Directive: Can you copy the lines below word for word, leaving out the pictures?

━━━━━━━━━━━━━━━━━━━━

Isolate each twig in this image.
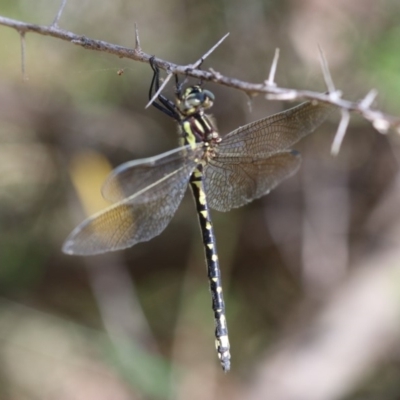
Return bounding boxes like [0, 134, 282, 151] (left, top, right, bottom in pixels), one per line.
[20, 32, 28, 81]
[51, 0, 68, 27]
[318, 45, 336, 94]
[331, 109, 350, 156]
[191, 32, 229, 69]
[0, 16, 400, 133]
[135, 22, 142, 51]
[265, 49, 279, 86]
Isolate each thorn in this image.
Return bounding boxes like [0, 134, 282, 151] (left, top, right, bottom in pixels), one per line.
[51, 0, 68, 28]
[145, 72, 173, 109]
[372, 118, 390, 133]
[135, 22, 142, 52]
[19, 32, 28, 82]
[265, 48, 279, 86]
[360, 89, 378, 109]
[331, 108, 350, 156]
[318, 45, 336, 94]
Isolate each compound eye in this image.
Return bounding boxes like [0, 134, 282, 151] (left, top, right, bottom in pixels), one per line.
[187, 93, 202, 106]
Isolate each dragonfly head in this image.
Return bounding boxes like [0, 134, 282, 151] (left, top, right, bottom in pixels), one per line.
[176, 85, 215, 116]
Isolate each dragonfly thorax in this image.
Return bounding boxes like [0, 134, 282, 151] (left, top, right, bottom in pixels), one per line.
[176, 85, 215, 117]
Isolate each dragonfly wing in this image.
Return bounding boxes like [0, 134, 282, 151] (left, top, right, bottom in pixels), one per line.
[204, 150, 301, 211]
[217, 102, 337, 156]
[101, 145, 202, 203]
[63, 160, 197, 255]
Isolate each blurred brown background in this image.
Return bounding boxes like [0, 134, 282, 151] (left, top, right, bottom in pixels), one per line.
[0, 0, 400, 400]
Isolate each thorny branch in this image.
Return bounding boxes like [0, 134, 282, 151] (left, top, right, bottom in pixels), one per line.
[0, 14, 400, 148]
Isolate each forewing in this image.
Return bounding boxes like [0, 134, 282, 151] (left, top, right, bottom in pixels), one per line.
[204, 151, 301, 211]
[63, 160, 197, 255]
[101, 145, 202, 203]
[217, 102, 337, 156]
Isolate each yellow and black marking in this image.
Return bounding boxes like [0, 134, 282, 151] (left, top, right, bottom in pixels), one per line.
[63, 59, 336, 371]
[190, 165, 231, 371]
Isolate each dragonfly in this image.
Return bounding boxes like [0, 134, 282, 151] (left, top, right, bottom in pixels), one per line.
[63, 59, 336, 371]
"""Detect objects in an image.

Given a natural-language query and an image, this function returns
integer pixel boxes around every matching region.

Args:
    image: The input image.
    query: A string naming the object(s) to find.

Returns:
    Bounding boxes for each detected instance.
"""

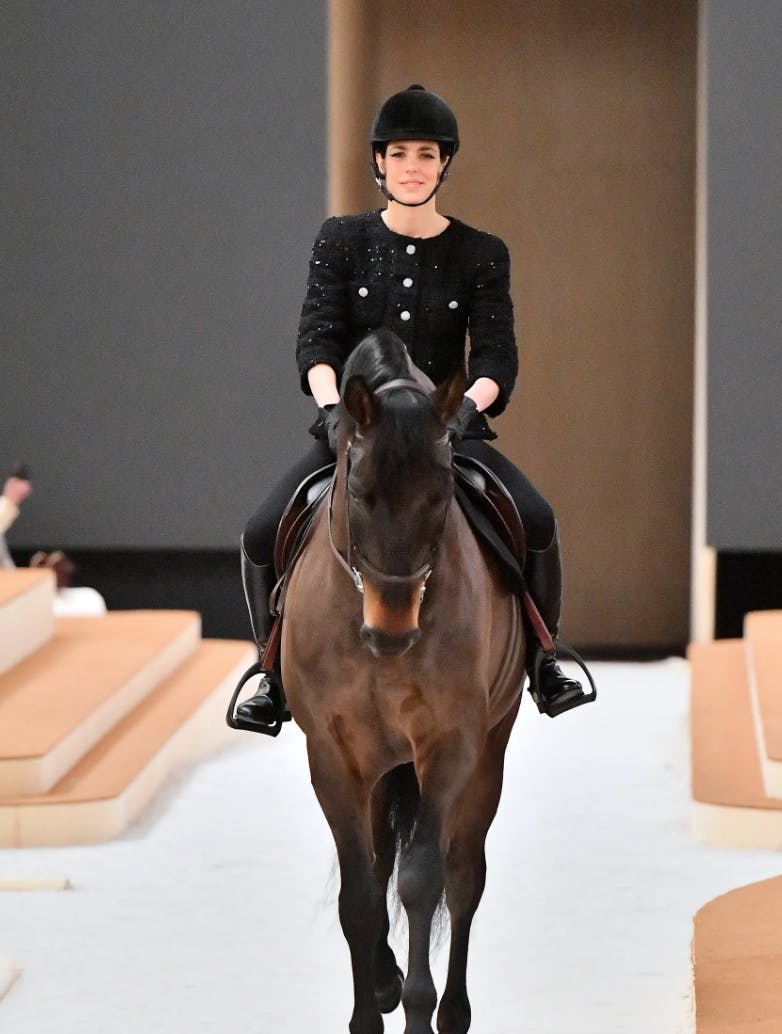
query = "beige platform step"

━━━━━━━━━━━━━━━━━━━━

Task result:
Isolate each twig in this image.
Return bounding boxes like [0, 134, 282, 151] (left, top, right, bottom in pixels), one per line.
[20, 32, 28, 81]
[51, 0, 68, 27]
[318, 45, 336, 94]
[331, 109, 350, 156]
[191, 32, 229, 69]
[0, 16, 400, 133]
[135, 22, 142, 51]
[265, 49, 279, 86]
Isolate each thorn in this image.
Return bounding boxes like [0, 134, 282, 151] (left, top, right, bottom in pixels), one per line.
[51, 0, 68, 28]
[145, 72, 173, 109]
[372, 118, 390, 133]
[135, 22, 142, 52]
[19, 32, 28, 82]
[265, 48, 279, 86]
[360, 89, 378, 109]
[331, 108, 350, 156]
[318, 45, 336, 94]
Isolate each compound eye in this image.
Return bounding boxes like [0, 134, 282, 151] (left, top, right, bottom in pixels), one per line.
[187, 93, 202, 106]
Isolate each dragonfly head in this image.
Return bounding boxes like [0, 134, 282, 151] (left, top, right, bottom in pixels), one per line.
[176, 85, 215, 116]
Isolate each dragonfly thorax in this image.
Return bounding boxes like [0, 134, 282, 151] (left, top, right, bottom in pixels), one per line.
[176, 85, 215, 117]
Isolate each dragonfly wing in this image.
Return bounding boxes like [0, 134, 282, 151] (left, top, right, bottom in pixels), one per line.
[204, 150, 301, 211]
[217, 102, 337, 156]
[101, 145, 202, 203]
[63, 160, 197, 255]
Isolate each blurred brown background in this image.
Return bounding boxes like [0, 134, 282, 151] (left, top, right, bottom in pixels), one per line.
[0, 0, 400, 400]
Isolate each thorny branch in this image.
Return bounding boxes like [0, 134, 282, 151] (left, top, right, bottom in pixels), one per line.
[0, 14, 400, 148]
Isolate each forewing in this image.
Return bounding boxes like [0, 134, 282, 151] (left, top, right, bottom in pixels), one per line.
[204, 151, 301, 211]
[63, 160, 197, 255]
[101, 145, 202, 203]
[217, 102, 337, 156]
Isolate each yellow and black marking in this image.
Return bounding boxes like [0, 134, 282, 151] (left, top, right, bottom in pixels), one per line.
[63, 59, 336, 371]
[190, 165, 231, 371]
Isolate each dragonfly in this image.
Return bounding boxes like [0, 134, 282, 151] (left, top, right, bottom in pixels), one per line.
[63, 59, 336, 371]
"""Detect objects in an image.

Given a natural-language query and an image, this function returns
integer pixel boxes around every matching region.

Args:
    image: The input image.
    query: A string naming the object(s) to find.

Returns:
    Bounding boxes for each detected instance.
"""

query = "beige platform step"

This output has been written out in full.